Pull out every line in the material below that contains the word "wheel", and copy each one unchanged.
--
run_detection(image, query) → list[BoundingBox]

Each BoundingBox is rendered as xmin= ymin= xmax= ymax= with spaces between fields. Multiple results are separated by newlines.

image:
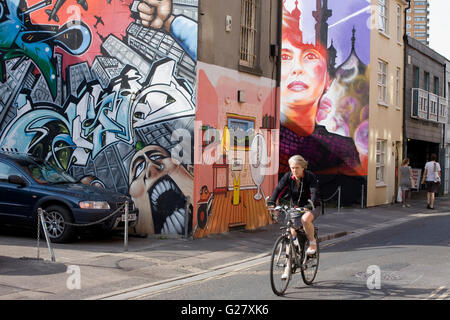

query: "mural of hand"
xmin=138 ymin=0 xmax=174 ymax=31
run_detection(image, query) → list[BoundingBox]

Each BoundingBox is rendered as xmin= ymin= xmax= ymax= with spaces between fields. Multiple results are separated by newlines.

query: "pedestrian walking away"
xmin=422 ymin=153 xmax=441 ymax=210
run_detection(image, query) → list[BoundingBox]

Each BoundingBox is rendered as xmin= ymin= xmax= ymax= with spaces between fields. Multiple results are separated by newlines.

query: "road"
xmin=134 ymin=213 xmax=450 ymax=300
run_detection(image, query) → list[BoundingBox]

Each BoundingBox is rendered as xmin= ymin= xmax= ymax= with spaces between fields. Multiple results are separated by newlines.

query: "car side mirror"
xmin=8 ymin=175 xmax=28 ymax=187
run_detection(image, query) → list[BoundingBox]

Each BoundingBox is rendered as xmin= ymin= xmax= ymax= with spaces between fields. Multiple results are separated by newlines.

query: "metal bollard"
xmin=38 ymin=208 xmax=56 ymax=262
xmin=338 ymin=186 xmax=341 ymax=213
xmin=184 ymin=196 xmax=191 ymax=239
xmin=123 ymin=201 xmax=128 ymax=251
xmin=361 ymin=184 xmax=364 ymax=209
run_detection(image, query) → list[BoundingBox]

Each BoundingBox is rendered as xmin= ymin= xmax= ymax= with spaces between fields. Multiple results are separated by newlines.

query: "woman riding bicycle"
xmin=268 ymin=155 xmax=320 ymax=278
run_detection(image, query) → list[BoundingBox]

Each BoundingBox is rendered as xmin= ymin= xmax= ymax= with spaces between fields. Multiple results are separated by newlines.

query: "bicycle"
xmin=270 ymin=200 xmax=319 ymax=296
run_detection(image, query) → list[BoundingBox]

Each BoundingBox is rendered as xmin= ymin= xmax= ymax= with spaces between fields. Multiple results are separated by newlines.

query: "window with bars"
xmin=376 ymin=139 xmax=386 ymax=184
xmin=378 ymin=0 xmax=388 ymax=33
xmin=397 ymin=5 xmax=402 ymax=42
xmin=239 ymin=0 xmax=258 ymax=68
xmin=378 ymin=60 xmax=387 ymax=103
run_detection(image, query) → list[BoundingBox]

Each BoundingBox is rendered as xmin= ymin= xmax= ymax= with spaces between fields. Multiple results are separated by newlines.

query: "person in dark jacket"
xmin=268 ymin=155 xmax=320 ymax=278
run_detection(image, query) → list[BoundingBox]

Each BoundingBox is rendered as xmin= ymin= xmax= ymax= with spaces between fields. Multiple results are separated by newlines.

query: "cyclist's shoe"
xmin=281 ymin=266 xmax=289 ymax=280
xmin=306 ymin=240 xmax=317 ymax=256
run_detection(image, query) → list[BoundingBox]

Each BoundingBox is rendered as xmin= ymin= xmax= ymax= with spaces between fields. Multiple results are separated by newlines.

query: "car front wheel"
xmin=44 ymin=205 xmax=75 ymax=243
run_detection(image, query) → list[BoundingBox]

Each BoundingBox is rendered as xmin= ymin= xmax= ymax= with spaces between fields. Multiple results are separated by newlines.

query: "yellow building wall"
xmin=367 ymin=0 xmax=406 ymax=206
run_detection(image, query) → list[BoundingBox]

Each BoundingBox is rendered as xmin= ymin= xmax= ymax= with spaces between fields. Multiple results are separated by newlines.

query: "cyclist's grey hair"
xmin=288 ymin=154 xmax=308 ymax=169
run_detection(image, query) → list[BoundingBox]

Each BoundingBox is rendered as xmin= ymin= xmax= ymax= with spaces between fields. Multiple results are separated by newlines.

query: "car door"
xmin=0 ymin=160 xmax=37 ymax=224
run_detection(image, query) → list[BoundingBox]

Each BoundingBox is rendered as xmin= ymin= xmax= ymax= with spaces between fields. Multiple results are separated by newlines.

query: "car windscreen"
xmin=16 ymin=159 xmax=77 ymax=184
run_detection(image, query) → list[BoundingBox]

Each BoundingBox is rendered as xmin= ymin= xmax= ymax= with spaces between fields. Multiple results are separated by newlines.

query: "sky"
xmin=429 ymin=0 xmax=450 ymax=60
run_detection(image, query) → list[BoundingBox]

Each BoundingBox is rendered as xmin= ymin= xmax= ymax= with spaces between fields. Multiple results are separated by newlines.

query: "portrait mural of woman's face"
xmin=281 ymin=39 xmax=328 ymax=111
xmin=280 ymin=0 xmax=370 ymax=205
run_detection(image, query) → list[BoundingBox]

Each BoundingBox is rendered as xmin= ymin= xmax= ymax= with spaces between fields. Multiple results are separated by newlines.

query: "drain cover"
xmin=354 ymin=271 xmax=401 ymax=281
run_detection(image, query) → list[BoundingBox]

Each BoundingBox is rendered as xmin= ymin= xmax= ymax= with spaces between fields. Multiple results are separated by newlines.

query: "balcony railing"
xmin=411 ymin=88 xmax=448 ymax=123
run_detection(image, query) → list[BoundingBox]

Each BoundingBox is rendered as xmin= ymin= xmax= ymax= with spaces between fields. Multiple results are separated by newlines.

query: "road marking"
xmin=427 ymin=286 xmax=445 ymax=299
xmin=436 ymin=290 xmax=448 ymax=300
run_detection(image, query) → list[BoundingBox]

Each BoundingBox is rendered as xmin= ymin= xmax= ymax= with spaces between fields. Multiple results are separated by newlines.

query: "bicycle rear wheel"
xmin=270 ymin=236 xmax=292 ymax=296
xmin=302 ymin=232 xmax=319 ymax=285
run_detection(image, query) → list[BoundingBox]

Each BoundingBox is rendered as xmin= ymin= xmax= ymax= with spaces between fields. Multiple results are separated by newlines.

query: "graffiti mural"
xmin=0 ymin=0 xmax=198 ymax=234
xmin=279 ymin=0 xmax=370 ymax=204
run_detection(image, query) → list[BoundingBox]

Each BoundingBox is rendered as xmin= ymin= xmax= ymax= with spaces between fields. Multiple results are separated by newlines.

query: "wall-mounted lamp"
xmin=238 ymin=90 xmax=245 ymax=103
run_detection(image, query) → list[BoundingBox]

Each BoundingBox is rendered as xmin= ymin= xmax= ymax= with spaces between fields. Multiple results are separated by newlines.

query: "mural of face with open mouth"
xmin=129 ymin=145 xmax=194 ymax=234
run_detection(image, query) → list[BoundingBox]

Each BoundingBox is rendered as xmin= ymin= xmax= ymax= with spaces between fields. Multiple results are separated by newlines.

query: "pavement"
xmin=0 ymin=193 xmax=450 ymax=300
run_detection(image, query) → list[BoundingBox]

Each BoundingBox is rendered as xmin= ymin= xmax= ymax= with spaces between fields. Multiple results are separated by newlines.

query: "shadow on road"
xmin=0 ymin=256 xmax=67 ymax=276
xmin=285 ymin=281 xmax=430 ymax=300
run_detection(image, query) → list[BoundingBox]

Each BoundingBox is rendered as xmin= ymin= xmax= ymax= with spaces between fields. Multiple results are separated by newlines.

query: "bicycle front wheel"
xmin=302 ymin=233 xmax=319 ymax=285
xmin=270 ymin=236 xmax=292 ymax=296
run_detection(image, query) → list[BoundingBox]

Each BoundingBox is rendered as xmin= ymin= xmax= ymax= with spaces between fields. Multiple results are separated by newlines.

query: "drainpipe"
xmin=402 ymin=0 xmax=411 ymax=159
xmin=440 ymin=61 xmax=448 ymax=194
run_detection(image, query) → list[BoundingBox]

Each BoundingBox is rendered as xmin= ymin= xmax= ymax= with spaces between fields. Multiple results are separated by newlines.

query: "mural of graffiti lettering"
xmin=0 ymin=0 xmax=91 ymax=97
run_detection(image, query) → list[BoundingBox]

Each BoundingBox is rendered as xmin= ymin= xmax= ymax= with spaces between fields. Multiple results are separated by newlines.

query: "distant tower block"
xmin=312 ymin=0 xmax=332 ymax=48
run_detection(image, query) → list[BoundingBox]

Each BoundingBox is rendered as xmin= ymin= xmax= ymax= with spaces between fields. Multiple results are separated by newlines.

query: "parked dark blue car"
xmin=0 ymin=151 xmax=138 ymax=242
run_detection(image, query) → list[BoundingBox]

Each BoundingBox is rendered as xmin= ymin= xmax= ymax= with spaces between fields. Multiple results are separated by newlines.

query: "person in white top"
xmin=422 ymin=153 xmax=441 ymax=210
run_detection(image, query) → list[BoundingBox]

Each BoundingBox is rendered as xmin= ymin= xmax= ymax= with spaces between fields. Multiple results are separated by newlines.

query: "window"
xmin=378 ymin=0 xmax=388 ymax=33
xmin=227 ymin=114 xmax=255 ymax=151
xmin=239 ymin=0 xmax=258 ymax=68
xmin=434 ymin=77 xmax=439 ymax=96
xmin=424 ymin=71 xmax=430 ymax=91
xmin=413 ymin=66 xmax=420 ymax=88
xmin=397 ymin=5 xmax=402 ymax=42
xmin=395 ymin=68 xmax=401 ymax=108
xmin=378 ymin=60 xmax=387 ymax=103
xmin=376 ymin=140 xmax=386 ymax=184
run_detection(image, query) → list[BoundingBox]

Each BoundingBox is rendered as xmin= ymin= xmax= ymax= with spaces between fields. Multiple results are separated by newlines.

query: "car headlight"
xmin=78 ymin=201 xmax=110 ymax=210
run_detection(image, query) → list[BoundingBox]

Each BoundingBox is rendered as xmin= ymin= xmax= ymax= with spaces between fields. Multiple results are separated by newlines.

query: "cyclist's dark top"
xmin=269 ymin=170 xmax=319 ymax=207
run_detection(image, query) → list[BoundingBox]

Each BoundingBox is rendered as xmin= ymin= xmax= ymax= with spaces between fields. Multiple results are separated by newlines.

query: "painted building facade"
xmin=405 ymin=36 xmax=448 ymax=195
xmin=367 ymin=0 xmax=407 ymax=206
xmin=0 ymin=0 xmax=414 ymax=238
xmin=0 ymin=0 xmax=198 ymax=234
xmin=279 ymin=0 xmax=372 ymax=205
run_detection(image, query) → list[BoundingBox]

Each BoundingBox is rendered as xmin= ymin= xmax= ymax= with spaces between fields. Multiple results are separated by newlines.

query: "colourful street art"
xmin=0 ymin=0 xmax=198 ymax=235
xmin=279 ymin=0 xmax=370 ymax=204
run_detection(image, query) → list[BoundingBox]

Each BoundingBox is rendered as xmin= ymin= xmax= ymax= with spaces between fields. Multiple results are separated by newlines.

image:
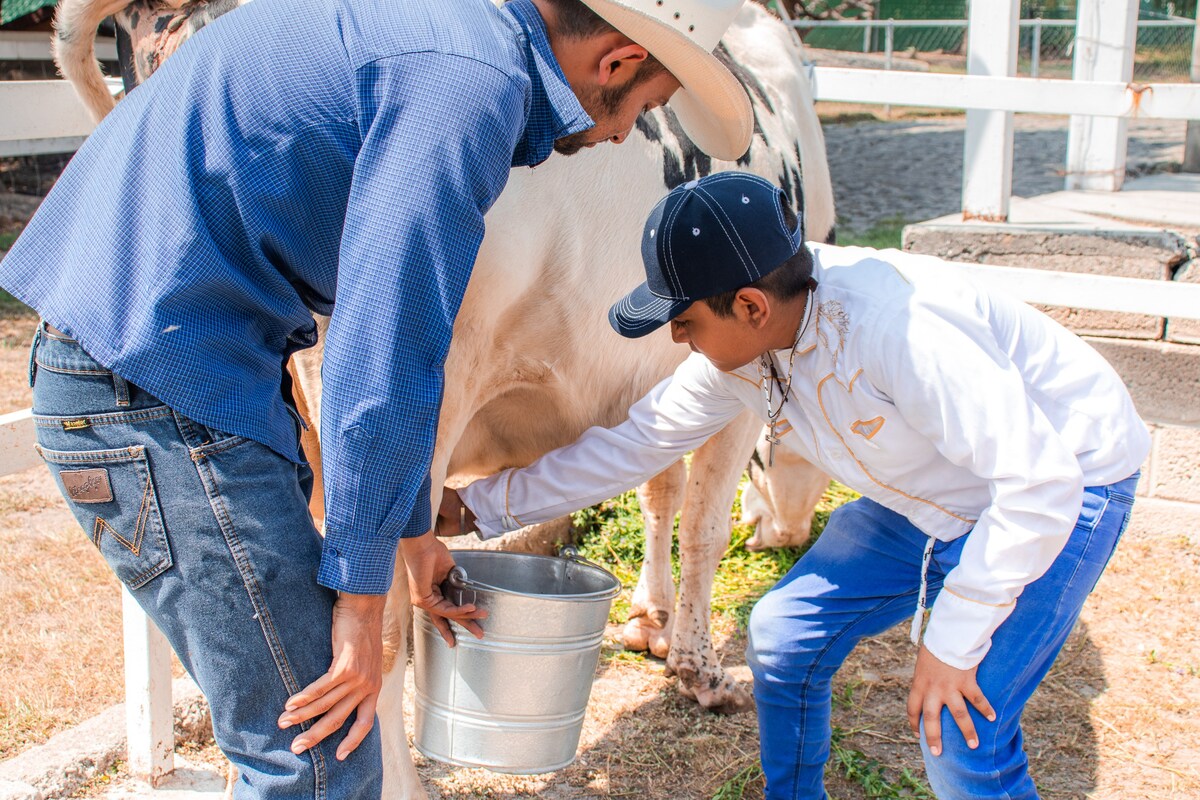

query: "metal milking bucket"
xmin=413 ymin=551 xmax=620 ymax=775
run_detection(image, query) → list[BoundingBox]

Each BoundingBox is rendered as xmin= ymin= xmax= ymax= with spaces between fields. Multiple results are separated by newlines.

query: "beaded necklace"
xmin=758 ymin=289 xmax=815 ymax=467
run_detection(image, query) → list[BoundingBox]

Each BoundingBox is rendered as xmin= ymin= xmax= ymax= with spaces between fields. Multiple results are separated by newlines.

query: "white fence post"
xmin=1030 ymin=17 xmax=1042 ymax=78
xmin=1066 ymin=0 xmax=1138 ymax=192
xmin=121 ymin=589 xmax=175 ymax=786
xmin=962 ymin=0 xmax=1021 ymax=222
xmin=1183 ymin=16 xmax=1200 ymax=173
--
# [ANSWER BELOW]
query: "car front wheel"
query: "bicycle rear wheel"
query: "bicycle front wheel"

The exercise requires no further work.